# What you are asked to do:
Could you convert the part of the material that opens with the line containing "Query: rock outcrop" and closes at the end of the material into a Markdown table, with an Index column for the row number and a Text column for the line, leaving out any blank lines?

# Records for this exercise:
____________

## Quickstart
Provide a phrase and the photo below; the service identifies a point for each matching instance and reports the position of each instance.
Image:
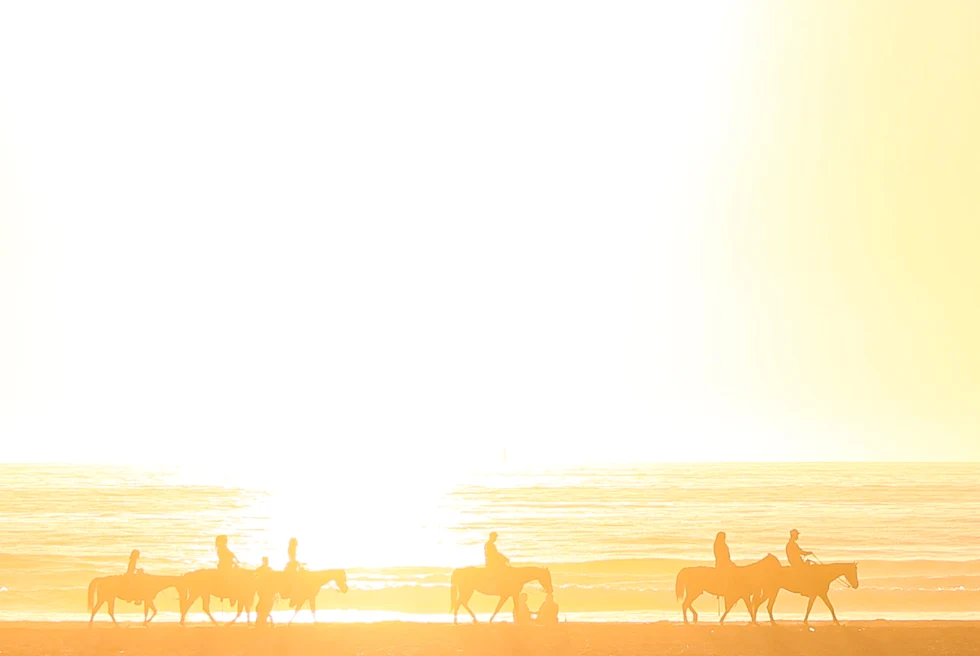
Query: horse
(132, 588)
(236, 584)
(808, 580)
(732, 583)
(506, 582)
(299, 588)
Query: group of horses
(241, 587)
(238, 585)
(760, 582)
(754, 584)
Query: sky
(432, 235)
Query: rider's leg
(299, 604)
(826, 600)
(206, 604)
(728, 607)
(809, 607)
(500, 605)
(96, 607)
(772, 602)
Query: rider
(132, 570)
(226, 559)
(722, 556)
(133, 557)
(293, 564)
(494, 558)
(522, 614)
(794, 554)
(548, 611)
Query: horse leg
(299, 605)
(237, 615)
(463, 601)
(500, 605)
(206, 605)
(772, 602)
(826, 600)
(185, 605)
(809, 607)
(751, 606)
(95, 608)
(689, 604)
(729, 605)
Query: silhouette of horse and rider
(761, 581)
(497, 579)
(228, 581)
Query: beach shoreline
(821, 639)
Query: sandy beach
(880, 637)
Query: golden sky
(575, 233)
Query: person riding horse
(723, 557)
(495, 561)
(226, 559)
(794, 553)
(132, 570)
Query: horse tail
(91, 592)
(453, 592)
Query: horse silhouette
(807, 580)
(505, 582)
(131, 588)
(299, 588)
(235, 584)
(732, 583)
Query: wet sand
(880, 637)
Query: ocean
(613, 537)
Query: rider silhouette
(133, 557)
(226, 559)
(722, 556)
(548, 611)
(794, 554)
(132, 570)
(494, 559)
(293, 564)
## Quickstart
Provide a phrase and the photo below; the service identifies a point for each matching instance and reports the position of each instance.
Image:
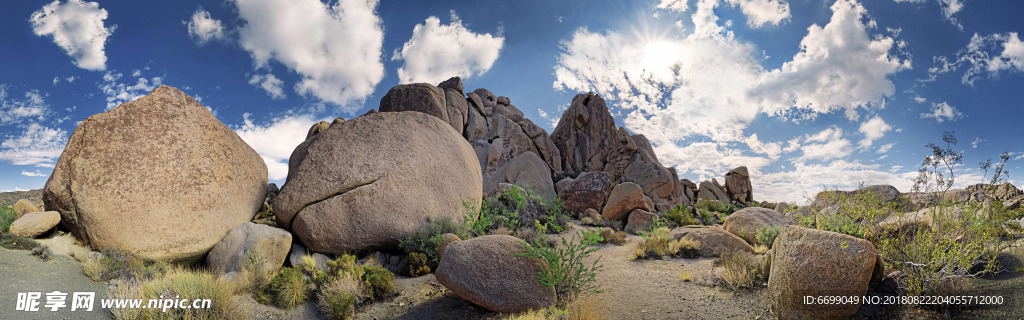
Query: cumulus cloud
(984, 56)
(437, 51)
(119, 92)
(268, 83)
(31, 107)
(35, 146)
(873, 129)
(275, 141)
(78, 28)
(203, 28)
(336, 48)
(942, 112)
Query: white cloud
(118, 92)
(873, 129)
(203, 28)
(984, 55)
(36, 146)
(275, 141)
(437, 51)
(33, 173)
(674, 5)
(32, 106)
(942, 112)
(78, 28)
(268, 83)
(336, 48)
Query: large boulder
(715, 241)
(232, 253)
(737, 185)
(369, 183)
(747, 222)
(814, 263)
(623, 199)
(588, 191)
(416, 96)
(159, 177)
(486, 272)
(35, 224)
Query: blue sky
(806, 93)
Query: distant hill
(9, 198)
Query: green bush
(766, 236)
(563, 268)
(287, 289)
(378, 283)
(6, 217)
(426, 240)
(680, 215)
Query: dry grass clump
(609, 235)
(740, 270)
(179, 283)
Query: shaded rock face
(231, 253)
(483, 271)
(35, 224)
(715, 241)
(159, 177)
(807, 262)
(747, 222)
(372, 181)
(589, 141)
(588, 191)
(737, 185)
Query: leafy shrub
(609, 235)
(740, 270)
(339, 297)
(378, 283)
(6, 217)
(287, 289)
(563, 268)
(766, 236)
(680, 215)
(179, 283)
(10, 241)
(426, 240)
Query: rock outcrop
(486, 272)
(367, 184)
(159, 177)
(814, 263)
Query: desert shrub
(378, 283)
(609, 235)
(740, 270)
(426, 240)
(339, 297)
(680, 215)
(766, 236)
(43, 252)
(6, 217)
(287, 289)
(716, 206)
(563, 267)
(179, 283)
(415, 266)
(10, 241)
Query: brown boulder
(623, 199)
(159, 177)
(373, 181)
(486, 272)
(589, 190)
(747, 222)
(814, 263)
(35, 224)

____________

# Expected output:
| Index | Text |
|---|---|
| 1 | Query: rock outcrop |
| 2 | (486, 272) |
| 3 | (367, 184) |
| 4 | (159, 177) |
| 5 | (814, 263) |
| 6 | Query: desert shrub |
| 7 | (378, 283) |
| 8 | (609, 235) |
| 9 | (740, 270) |
| 10 | (426, 240) |
| 11 | (339, 297) |
| 12 | (680, 215) |
| 13 | (766, 236) |
| 14 | (43, 252) |
| 15 | (6, 217) |
| 16 | (287, 289) |
| 17 | (716, 206) |
| 18 | (563, 267) |
| 19 | (179, 283) |
| 20 | (415, 266) |
| 21 | (10, 241) |
| 22 | Query: brown boulder |
| 23 | (623, 199) |
| 24 | (159, 177) |
| 25 | (373, 181) |
| 26 | (486, 272) |
| 27 | (589, 190) |
| 28 | (747, 222) |
| 29 | (814, 263) |
| 30 | (35, 224) |